◆ **DATASET**
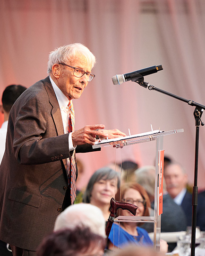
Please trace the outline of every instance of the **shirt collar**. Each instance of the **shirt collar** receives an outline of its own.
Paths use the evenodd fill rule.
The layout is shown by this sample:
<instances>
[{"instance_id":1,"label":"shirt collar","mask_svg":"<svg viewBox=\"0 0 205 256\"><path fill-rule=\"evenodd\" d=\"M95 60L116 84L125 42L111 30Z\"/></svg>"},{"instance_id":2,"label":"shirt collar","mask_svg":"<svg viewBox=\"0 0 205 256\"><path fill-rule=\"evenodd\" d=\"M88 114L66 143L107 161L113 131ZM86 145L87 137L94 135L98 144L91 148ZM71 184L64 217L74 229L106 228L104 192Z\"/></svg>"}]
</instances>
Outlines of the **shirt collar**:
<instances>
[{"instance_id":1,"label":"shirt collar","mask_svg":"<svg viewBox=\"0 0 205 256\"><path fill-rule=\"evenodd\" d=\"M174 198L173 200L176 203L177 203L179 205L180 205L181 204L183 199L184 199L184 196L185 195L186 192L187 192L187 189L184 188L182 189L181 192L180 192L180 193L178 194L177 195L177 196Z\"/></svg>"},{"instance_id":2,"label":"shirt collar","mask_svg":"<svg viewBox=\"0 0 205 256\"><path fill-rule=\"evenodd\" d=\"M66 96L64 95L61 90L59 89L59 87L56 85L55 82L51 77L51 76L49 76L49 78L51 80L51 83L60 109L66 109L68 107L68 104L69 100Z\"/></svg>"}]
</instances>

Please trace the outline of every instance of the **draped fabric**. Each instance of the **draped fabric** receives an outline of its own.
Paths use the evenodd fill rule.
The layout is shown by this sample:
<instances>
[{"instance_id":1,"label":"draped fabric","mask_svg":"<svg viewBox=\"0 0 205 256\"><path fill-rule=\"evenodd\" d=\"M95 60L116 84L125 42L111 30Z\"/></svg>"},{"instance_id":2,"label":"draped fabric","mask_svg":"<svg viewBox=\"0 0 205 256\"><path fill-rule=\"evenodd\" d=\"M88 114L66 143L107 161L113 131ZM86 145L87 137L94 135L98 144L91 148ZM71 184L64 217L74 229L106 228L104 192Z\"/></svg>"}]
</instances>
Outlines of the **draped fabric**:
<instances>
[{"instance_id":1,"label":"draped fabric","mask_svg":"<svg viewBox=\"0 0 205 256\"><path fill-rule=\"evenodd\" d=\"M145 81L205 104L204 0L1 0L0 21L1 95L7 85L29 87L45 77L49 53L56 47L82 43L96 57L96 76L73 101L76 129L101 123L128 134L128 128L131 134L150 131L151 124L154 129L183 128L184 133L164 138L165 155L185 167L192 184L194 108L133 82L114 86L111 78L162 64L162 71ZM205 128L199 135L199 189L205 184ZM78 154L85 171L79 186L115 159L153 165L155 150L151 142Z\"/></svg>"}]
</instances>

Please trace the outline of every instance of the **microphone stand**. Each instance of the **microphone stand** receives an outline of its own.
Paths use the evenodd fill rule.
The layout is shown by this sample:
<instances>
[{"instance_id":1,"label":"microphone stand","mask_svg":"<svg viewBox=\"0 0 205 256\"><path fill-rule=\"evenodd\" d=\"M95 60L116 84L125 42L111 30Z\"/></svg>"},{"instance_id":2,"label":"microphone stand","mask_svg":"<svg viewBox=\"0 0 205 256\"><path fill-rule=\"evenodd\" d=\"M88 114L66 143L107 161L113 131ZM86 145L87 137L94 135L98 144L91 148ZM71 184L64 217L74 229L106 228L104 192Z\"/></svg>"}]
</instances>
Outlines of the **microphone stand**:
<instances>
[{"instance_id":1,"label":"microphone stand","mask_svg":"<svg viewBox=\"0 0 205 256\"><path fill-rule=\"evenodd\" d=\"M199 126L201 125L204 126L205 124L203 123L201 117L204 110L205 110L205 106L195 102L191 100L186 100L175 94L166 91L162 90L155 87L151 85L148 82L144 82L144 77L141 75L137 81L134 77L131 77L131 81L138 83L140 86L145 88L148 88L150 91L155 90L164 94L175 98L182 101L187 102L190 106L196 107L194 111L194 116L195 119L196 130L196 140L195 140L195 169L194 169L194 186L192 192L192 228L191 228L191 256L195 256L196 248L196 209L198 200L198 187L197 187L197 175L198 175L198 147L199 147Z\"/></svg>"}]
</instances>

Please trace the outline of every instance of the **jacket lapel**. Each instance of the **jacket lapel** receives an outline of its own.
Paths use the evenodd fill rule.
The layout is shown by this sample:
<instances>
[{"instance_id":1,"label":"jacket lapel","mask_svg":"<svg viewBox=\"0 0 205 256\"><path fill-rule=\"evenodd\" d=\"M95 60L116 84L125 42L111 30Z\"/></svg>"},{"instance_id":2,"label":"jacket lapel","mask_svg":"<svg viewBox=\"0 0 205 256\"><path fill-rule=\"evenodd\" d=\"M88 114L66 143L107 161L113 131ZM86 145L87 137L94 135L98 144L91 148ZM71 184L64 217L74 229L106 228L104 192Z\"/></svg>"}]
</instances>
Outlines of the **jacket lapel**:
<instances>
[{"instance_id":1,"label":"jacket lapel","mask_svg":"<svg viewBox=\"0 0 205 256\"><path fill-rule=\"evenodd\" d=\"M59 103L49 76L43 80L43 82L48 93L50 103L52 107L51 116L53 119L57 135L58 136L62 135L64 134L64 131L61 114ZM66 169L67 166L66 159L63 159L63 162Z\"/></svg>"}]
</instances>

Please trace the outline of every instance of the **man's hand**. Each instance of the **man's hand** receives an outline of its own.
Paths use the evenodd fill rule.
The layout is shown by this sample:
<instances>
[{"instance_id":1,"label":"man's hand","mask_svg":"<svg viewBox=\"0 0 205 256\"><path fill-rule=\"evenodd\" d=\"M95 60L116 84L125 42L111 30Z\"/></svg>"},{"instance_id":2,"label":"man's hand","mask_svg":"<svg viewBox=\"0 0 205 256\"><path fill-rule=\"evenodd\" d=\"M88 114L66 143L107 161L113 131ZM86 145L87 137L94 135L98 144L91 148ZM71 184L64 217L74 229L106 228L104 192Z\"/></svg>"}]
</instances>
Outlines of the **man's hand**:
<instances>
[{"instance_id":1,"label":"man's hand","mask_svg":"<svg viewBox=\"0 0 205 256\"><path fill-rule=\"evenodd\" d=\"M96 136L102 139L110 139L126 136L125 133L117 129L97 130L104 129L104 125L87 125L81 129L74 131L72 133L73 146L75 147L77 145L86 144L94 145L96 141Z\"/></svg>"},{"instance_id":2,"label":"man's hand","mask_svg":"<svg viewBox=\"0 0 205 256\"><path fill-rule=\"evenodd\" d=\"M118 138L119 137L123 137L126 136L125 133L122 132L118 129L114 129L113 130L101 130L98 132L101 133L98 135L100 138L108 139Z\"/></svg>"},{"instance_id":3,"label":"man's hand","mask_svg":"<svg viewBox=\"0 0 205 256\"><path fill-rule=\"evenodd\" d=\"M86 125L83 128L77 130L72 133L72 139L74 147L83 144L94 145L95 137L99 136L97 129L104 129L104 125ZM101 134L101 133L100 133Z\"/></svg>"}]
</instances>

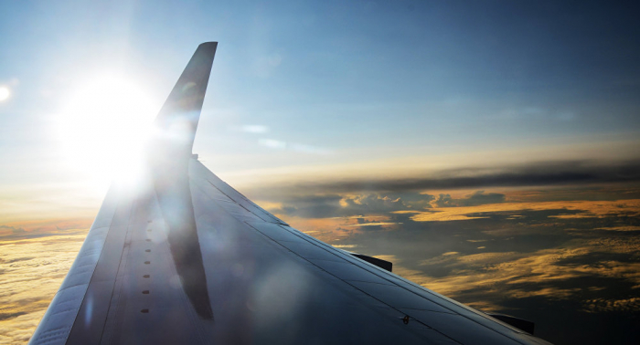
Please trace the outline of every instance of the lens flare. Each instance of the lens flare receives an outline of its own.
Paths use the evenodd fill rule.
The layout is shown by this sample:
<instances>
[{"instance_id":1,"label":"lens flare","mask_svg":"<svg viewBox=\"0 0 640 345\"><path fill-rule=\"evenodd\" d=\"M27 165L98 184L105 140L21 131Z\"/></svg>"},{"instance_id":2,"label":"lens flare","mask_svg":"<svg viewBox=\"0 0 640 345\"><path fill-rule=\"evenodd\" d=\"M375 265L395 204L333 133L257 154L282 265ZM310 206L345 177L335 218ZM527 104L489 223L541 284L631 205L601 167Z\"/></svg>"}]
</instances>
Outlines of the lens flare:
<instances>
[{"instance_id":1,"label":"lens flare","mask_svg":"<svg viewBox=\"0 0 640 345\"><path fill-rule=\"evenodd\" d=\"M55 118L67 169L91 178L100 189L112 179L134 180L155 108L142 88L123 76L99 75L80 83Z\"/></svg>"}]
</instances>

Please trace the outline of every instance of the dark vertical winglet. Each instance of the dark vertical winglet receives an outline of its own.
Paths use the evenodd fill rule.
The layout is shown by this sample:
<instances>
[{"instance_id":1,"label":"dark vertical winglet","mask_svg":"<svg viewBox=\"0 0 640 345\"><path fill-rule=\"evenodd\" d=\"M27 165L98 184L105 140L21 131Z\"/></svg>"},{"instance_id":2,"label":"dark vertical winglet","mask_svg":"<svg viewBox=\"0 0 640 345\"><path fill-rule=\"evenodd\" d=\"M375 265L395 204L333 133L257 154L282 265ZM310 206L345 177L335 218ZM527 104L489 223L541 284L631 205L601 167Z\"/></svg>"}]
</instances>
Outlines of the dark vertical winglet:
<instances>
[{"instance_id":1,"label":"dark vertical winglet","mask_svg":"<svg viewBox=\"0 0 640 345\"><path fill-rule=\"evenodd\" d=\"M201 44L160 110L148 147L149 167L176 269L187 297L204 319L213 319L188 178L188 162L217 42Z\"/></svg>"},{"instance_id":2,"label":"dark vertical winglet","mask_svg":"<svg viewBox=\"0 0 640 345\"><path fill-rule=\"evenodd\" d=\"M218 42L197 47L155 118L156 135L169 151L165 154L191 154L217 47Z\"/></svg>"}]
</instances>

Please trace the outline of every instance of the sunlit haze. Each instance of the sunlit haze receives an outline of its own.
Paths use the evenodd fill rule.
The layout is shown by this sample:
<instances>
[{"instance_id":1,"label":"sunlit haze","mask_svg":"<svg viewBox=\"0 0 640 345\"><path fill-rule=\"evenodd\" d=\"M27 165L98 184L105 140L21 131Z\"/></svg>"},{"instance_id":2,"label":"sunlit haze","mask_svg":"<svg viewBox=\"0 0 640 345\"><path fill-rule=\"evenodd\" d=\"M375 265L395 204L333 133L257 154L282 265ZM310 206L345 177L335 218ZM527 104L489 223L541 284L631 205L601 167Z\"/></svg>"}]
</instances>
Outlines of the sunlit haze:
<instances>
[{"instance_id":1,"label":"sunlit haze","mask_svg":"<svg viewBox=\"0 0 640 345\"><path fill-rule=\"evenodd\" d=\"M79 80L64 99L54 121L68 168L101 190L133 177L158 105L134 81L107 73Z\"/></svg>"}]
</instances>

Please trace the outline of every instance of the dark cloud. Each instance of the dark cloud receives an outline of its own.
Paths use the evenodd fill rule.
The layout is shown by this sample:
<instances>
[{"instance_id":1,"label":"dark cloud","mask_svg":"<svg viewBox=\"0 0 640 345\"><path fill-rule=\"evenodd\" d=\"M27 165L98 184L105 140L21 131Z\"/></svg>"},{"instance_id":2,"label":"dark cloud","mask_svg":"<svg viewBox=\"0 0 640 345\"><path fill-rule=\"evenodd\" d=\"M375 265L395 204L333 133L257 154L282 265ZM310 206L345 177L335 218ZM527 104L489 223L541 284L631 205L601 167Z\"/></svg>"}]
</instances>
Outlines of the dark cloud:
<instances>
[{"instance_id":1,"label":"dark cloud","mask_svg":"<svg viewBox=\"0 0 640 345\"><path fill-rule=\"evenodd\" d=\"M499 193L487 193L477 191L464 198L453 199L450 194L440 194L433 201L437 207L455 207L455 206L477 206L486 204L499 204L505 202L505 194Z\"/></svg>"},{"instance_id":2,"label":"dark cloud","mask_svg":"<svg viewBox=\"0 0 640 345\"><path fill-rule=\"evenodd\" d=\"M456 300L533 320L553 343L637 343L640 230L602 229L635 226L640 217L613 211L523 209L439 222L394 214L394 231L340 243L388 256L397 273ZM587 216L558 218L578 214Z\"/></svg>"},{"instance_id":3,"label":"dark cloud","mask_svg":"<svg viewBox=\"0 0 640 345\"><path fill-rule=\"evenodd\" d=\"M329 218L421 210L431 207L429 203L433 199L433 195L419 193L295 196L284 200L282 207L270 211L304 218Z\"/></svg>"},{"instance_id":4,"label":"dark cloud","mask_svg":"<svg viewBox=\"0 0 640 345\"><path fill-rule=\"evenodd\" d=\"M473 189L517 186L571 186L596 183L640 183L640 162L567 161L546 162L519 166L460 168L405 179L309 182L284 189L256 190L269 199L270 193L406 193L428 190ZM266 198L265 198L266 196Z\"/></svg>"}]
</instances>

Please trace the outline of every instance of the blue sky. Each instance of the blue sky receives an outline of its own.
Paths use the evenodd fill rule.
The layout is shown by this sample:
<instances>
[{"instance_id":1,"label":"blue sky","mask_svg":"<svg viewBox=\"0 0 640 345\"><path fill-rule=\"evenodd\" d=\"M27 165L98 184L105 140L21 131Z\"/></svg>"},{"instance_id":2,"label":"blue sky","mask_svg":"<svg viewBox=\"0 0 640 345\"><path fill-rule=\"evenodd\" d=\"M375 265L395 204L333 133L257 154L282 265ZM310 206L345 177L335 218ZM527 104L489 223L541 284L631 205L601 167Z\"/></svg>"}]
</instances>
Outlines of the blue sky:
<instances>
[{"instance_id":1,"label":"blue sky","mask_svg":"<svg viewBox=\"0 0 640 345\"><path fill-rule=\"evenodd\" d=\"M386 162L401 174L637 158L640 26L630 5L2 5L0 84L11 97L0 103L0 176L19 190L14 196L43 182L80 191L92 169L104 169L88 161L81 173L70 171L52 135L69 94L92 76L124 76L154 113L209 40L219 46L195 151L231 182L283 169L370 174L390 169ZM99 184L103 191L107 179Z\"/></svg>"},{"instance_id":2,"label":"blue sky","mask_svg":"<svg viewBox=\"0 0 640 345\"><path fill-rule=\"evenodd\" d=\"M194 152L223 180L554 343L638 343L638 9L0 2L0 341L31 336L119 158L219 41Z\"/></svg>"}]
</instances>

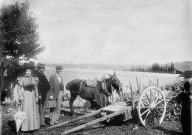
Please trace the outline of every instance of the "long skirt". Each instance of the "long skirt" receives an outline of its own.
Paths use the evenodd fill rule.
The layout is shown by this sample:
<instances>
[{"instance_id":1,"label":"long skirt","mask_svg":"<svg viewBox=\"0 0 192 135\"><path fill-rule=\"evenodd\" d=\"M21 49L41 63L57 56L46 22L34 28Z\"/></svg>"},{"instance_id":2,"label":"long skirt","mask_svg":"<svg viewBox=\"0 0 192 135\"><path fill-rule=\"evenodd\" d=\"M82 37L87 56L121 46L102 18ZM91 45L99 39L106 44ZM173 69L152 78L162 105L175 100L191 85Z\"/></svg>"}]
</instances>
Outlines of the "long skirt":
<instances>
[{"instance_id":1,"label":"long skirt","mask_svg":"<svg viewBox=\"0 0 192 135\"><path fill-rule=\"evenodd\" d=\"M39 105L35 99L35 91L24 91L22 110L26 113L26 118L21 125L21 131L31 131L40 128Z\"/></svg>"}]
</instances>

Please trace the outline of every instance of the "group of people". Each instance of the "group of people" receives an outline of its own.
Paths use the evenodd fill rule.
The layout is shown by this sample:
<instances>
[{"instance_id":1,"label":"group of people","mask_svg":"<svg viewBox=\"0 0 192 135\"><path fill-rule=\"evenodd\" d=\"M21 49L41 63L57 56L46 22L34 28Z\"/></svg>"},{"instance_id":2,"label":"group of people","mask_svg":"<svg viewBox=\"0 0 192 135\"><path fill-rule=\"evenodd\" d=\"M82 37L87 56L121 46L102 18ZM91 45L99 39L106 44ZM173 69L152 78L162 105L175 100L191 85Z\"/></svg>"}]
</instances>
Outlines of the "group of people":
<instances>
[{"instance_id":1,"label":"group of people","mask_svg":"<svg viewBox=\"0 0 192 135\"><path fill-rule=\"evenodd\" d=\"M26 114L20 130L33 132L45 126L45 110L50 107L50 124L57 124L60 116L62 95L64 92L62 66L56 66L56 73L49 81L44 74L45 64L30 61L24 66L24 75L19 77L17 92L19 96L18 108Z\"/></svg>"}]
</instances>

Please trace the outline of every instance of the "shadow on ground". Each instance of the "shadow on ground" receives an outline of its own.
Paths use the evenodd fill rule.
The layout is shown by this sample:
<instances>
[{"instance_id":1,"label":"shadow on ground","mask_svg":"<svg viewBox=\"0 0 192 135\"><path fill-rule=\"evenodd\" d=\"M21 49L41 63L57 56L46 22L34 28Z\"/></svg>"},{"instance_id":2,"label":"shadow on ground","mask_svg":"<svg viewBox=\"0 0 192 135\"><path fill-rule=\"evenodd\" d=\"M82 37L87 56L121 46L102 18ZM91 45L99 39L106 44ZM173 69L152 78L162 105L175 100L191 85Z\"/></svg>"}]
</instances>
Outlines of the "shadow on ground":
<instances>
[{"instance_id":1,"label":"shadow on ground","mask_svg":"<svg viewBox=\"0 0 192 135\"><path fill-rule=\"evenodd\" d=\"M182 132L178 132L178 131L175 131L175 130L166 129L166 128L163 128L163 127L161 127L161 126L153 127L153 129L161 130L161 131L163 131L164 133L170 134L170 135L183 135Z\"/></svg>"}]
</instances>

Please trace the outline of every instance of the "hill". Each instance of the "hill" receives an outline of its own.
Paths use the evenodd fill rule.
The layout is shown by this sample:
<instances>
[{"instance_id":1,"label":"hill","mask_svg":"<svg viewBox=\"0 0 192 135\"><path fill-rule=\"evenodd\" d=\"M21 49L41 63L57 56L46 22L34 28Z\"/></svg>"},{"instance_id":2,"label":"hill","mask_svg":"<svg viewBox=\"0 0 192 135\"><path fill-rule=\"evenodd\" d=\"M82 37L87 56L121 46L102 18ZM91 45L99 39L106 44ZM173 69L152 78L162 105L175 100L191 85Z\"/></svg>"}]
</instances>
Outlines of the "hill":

◆ **WORK REQUIRED**
Return every line of the listing above that contains the word "sunlit".

◆ **ANSWER**
Please trace the outline of every instance of the sunlit haze. Each instance of the sunlit haze receives an outline of its own.
[{"instance_id":1,"label":"sunlit haze","mask_svg":"<svg viewBox=\"0 0 640 345\"><path fill-rule=\"evenodd\" d=\"M27 165L98 184L105 140L21 131Z\"/></svg>"},{"instance_id":2,"label":"sunlit haze","mask_svg":"<svg viewBox=\"0 0 640 345\"><path fill-rule=\"evenodd\" d=\"M375 265L395 204L333 133L257 154L282 265ZM310 206L345 177L335 218ZM527 104L489 223L541 284L631 205L601 167Z\"/></svg>"}]
Outlines of the sunlit haze:
[{"instance_id":1,"label":"sunlit haze","mask_svg":"<svg viewBox=\"0 0 640 345\"><path fill-rule=\"evenodd\" d=\"M79 80L64 99L54 121L68 168L101 190L133 177L158 105L134 81L107 73Z\"/></svg>"}]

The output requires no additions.